● **What this task involves**: For this exercise, please reproduce the records below word for word, from the first line through the line with "Tag every instance of the parked".

● **Supplied material**:
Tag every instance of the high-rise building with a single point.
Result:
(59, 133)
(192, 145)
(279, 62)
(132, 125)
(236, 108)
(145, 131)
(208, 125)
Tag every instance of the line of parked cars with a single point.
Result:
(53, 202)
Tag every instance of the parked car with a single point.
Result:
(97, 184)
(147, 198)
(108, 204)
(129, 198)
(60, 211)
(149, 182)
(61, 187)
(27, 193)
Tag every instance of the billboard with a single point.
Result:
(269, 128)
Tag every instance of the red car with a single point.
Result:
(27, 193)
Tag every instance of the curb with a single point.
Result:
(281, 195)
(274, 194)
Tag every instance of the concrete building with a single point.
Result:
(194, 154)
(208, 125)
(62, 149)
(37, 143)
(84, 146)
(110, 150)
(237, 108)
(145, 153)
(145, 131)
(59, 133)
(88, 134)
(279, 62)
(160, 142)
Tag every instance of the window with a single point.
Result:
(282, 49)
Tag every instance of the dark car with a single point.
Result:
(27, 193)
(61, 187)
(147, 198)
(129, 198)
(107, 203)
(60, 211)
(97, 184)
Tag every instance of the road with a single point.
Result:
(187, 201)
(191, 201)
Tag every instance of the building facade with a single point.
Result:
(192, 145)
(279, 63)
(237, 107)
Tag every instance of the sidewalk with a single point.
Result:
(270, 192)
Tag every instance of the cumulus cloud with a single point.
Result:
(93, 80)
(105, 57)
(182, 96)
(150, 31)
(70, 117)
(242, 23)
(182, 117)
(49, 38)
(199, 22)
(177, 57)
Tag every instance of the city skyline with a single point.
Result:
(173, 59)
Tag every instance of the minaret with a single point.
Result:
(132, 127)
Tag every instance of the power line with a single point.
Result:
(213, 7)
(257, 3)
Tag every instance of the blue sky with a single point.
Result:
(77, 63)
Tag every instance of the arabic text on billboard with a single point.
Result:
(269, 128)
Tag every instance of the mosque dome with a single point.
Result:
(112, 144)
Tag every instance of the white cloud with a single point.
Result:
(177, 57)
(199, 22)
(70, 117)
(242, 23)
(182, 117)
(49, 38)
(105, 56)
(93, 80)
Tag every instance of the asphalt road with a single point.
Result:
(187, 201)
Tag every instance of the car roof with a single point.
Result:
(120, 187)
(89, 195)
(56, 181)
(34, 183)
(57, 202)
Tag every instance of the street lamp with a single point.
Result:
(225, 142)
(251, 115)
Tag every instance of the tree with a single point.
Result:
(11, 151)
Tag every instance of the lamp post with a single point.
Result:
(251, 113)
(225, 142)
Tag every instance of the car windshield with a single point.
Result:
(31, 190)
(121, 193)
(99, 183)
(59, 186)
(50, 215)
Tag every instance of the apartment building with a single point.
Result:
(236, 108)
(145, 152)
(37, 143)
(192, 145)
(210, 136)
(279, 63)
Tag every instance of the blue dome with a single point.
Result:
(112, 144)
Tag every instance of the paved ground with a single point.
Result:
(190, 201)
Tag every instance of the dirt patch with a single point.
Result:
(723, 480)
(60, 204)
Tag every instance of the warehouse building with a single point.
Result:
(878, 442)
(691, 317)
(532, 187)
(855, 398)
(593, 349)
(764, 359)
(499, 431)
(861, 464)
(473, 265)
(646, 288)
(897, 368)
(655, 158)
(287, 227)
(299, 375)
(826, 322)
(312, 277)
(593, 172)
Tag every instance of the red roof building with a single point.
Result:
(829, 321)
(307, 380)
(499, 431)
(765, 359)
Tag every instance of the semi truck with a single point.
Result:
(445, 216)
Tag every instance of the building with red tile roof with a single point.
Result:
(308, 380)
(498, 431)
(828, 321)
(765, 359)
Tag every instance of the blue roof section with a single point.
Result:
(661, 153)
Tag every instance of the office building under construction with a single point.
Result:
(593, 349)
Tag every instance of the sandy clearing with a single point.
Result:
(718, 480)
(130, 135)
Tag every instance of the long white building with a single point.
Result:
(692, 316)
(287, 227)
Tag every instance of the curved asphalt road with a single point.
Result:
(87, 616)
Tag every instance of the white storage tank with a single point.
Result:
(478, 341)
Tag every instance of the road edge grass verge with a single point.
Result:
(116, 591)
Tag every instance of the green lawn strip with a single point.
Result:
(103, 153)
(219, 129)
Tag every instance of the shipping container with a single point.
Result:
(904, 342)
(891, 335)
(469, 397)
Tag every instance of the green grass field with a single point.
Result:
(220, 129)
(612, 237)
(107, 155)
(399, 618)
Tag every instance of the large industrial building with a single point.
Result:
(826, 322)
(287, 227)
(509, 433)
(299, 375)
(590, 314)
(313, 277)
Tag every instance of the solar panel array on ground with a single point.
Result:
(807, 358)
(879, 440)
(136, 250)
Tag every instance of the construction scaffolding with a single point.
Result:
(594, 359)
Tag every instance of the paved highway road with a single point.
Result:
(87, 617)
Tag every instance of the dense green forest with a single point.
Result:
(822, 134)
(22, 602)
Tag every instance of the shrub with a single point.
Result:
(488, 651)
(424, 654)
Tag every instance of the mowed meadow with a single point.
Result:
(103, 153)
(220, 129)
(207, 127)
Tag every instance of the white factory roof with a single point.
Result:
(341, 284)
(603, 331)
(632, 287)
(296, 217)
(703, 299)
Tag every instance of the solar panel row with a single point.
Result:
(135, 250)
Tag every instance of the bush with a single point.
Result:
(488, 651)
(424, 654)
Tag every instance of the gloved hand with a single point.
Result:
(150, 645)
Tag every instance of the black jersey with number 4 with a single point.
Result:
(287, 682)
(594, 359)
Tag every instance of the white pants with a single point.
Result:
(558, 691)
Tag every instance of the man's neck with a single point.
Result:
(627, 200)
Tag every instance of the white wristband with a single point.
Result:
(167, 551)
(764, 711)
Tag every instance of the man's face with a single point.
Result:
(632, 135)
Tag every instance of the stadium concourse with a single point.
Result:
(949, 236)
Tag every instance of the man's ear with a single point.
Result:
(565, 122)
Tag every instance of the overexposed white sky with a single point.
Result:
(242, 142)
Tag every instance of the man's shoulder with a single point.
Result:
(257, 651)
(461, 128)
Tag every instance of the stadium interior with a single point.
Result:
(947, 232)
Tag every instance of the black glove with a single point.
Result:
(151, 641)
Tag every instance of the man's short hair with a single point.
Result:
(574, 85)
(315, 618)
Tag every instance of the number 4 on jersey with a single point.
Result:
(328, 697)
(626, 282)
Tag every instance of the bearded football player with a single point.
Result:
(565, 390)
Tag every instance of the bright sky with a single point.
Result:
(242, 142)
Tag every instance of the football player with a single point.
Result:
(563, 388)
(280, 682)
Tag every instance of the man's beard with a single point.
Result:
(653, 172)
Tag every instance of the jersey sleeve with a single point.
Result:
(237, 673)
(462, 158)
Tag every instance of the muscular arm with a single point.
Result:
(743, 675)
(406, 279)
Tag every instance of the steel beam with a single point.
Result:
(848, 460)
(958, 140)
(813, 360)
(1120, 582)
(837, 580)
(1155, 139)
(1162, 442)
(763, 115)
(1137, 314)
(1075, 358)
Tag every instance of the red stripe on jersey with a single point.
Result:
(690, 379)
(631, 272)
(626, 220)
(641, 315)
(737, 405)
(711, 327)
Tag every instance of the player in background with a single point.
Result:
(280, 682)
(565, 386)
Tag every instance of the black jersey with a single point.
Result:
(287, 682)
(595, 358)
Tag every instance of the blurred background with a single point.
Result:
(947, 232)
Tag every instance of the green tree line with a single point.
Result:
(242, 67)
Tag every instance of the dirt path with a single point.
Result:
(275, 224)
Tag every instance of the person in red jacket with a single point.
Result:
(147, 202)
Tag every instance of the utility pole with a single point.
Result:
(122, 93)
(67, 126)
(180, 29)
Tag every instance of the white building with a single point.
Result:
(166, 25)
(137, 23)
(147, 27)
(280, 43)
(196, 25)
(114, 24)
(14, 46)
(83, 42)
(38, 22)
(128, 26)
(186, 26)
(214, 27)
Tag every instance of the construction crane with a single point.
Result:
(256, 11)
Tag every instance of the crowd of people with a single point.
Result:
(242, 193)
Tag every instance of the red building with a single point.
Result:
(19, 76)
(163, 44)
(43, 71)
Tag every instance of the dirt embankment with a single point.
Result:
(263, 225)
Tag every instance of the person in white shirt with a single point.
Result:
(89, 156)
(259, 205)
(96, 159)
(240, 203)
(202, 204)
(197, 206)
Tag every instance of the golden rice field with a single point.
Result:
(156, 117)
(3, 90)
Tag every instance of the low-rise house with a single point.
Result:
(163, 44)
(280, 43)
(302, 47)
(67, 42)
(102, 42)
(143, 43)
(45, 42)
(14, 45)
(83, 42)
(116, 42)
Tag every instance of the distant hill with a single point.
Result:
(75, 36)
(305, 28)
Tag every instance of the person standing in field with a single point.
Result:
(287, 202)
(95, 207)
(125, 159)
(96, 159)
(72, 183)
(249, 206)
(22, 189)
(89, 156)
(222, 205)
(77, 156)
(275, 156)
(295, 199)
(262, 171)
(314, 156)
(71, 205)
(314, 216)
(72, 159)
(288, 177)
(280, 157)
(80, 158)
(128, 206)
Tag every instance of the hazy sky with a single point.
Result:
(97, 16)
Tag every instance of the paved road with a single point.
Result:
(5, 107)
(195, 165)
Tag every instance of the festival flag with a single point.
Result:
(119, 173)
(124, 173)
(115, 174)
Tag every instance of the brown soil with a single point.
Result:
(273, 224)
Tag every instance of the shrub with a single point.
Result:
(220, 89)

● **The answer**:
Tag every instance of the high-rise building with a single point.
Result:
(59, 133)
(192, 145)
(279, 62)
(132, 125)
(236, 108)
(145, 131)
(208, 125)
Tag every instance of the line of parked cars with a single point.
Result:
(53, 202)
Tag every instance of the parked car with a single point.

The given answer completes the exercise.